__Extracted text__.

Dr. Nicholas Tullo has been caring for patients with fainting or syncope since 1982. As a Cardiac Electrophysiologist, he specializes in the treatment of arrhythmias (heart rhythm disorders), and he maintains his expertise in the evaluation and management of patients with a variety of autonomic disorders. He is board-certified in internal medicine, cardiovascular disease, and clinical cardiac electrophysiology.
Dr. Tullo is a graduate of the Bronx High School of Science and received a B.S. degree in 1978 from Fordham University. He attended medical school at the State University of New York – Upstate Medical Center in Syracuse, and completed his internship and residency in Internal Medicine at Cornell University – North Shore University Hospital in Manhasset, NY. He spent two years at Bridgeport Hospital in Bridgeport, CT as a fellow in Cardiovascular Disease, and then completed his training in Cardiac Electrophysiology at the Albert Einstein College of Medicine in the Bronx and at Newark Beth Israel Medical Center in Newark, NJ.
Dr. Tullo practiced Electrophysiology at Newark Beth Israel and at the General Hospital Center at Passaic from 1988 to 1991. He was then chosen to start a new Electrophysiology program at St. Joseph's Regional Medical Center in Paterson, NJ. He acted as Director of the Cardiac Arrhythmia and Pacemaker Service at St. Joseph's from 1991 to 2003. During that time, he was also an Associate Professor of Medicine at Seton Hall University School of Graduate Medical Education in South Orange, NJ. He was assistant director of the cardiology fellowship program at St. Joseph's as well. He spent many years educating medical students, interns, residents, fellows, and even attending physicians in the complex field of cardiac arrhythmias. He served as director of clinical research for the cardiology division and chairman of the CPR committee at St. Joseph's. He also served as councilman for the NJ Chapter of the American College of Cardiology during that time.
In 2003, Dr. Tullo moved to Tennessee to join the Chattanooga Heart Institute. He had a thriving electrophysiology practice at Erlanger Medical Center, a large teaching hospital in Chattanooga. Much to the disappointment of his patients, Dr. Tullo and his family realized that their roots were in the Northeast, and they moved back to New Jersey in July, 2006. He joined Consultants in Cardiology in West Orange, NJ as their arrhythmia and fainting specialist. His expertise has enhanced and expanded their specialty services, and his calm, thoughtful, professional manner has been well received by the patients. He oversees the pacemaker and implantable defibrillator program there, and he provides expert care in the treatment of heart rhythm problems and fainting.

__Problem 1__.
Answer these questions from the biography:
(a) In what year did Dr. Tullo receive his B.S. degree, and from which university?
(b) During which years was he Director of the Cardiac Arrhythmia and Pacemaker Service at St. Joseph's?
(c) In what month and year did he and his family move back to New Jersey?
__Problem 2__.
Copy the biography from "In 2003, Dr." to "problems and fainting.", swapping every instance of "fainting" for "syncope".

__Information shown__.
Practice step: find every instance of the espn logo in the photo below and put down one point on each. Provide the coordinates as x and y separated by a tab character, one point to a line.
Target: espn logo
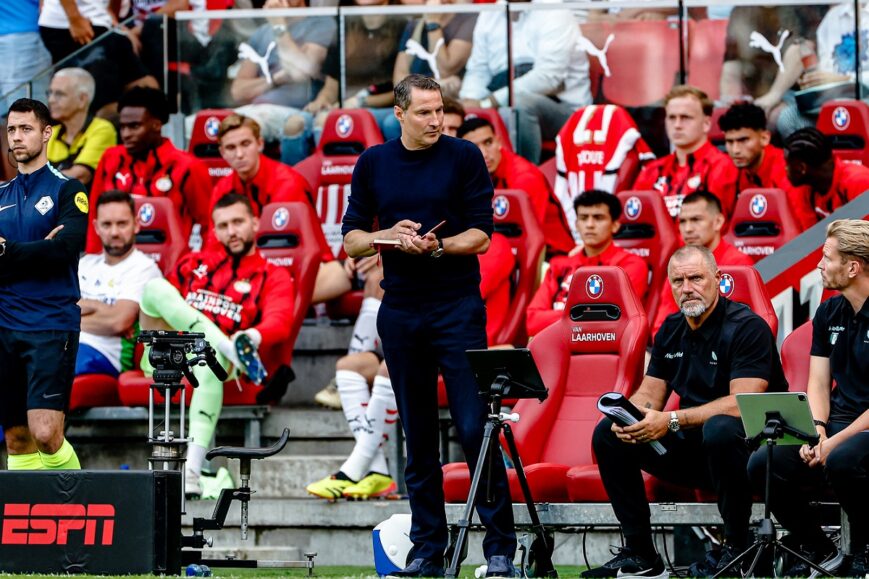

__Exercise solution 1__.
(a) He received his B.S. degree in 1978 from Fordham University.
(b) He held that position from 1991 to 2003.
(c) They moved back to New Jersey in July 2006.

__Exercise solution 2__.
In 2003, Dr. Tullo moved to Tennessee to join the Chattanooga Heart Institute. He had a thriving electrophysiology practice at Erlanger Medical Center, a large teaching hospital in Chattanooga. Much to the disappointment of his patients, Dr. Tullo and his family realized that their roots were in the Northeast, and they moved back to New Jersey in July, 2006. He joined Consultants in Cardiology in West Orange, NJ as their arrhythmia and syncope specialist. His expertise has enhanced and expanded their specialty services, and his calm, thoughtful, professional manner has been well received by the patients. He oversees the pacemaker and implantable defibrillator program there, and he provides expert care in the treatment of heart rhythm problems and syncope.